* [Çalışma Talimatları]
1. Belge bölümündeki alıntıya göre çocuk kendi dünyasında ne olarak yaşar?
2. Belge bölümünü "18.05.2012 06:43" sözlerinden başlayıp "kurulur. Bir ihtimâl." sözlerine kadar olduğu gibi yeniden yazın.

18.05.2012 06:43
“Çocukların her eylemi ve jesti
–eğitim asıl burada başlar- işaret olarak gözlemlenir. Psikologların o çok
sevdiği, bilinçdışının, örtük olanın, bastırmaların sansürlerin işareti değil,
çocuğun içinde yaşadığı ve hükmettiği dünyadan işaretlerdir bunlar. Çocuklarla
ilgili, Rus çocuk klüplerinde ortaya çıkan yeni bilgiler bizi şu öğretici
bilgiye götürür: Çocuk kendi dünyasında diktatör olarak yaşar”. Benjamin.
Halil Bezmen’in karaladığı bir metin
var. Halil Bezmen, Hb. Masanın üstünde. Metin’de cümleler var.
Biliyorsunuz, bilenler olabilir: Cümle kelimelerden kurulur. Bir ihtimâl.
The metindeki her bir cümle;
ayrı, sağlam, irtibatlı, iknâ edici. Hemen geçiyoruz. Bir de neş’eli.

[Bir işaret etme veri kümesinden satırlar]
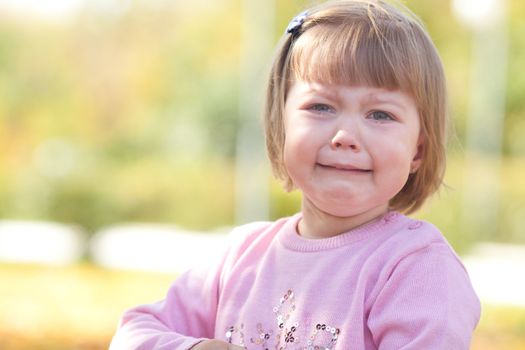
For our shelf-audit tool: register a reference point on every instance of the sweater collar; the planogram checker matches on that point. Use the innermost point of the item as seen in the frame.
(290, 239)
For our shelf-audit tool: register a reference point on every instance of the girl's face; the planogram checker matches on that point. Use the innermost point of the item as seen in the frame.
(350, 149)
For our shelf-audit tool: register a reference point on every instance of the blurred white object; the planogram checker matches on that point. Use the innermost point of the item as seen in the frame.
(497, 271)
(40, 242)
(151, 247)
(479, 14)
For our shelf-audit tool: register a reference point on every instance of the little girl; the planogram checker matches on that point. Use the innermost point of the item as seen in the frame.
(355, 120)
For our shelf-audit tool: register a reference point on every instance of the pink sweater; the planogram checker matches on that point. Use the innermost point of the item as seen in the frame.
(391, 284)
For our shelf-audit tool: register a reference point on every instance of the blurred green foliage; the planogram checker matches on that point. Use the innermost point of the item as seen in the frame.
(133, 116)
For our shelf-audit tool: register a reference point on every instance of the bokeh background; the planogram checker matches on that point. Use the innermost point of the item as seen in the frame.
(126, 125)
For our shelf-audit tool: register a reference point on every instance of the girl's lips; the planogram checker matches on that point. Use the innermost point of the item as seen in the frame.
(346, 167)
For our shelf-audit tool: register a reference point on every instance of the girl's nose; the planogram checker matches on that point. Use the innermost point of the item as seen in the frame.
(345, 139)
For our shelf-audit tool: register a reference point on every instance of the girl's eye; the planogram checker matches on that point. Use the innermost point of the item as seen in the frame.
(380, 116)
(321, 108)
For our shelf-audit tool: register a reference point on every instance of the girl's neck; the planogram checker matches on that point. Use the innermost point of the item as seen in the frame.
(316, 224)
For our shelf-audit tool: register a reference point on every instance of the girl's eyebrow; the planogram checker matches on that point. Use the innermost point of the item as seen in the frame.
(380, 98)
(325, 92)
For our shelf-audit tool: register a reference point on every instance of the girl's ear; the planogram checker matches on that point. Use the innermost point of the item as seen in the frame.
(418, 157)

* [Çıktılar]
1. Diktatör olarak yaşar.

2.
18.05.2012 06:43
“Çocukların her eylemi ve jesti
–eğitim asıl burada başlar- işaret olarak gözlemlenir. Psikologların o çok
sevdiği, bilinçdışının, örtük olanın, bastırmaların sansürlerin işareti değil,
çocuğun içinde yaşadığı ve hükmettiği dünyadan işaretlerdir bunlar. Çocuklarla
ilgili, Rus çocuk klüplerinde ortaya çıkan yeni bilgiler bizi şu öğretici
bilgiye götürür: Çocuk kendi dünyasında diktatör olarak yaşar”. Benjamin.
Halil Bezmen’in karaladığı bir metin
var. Halil Bezmen, Hb. Masanın üstünde. Metin’de cümleler var.
Biliyorsunuz, bilenler olabilir: Cümle kelimelerden kurulur. Bir ihtimâl.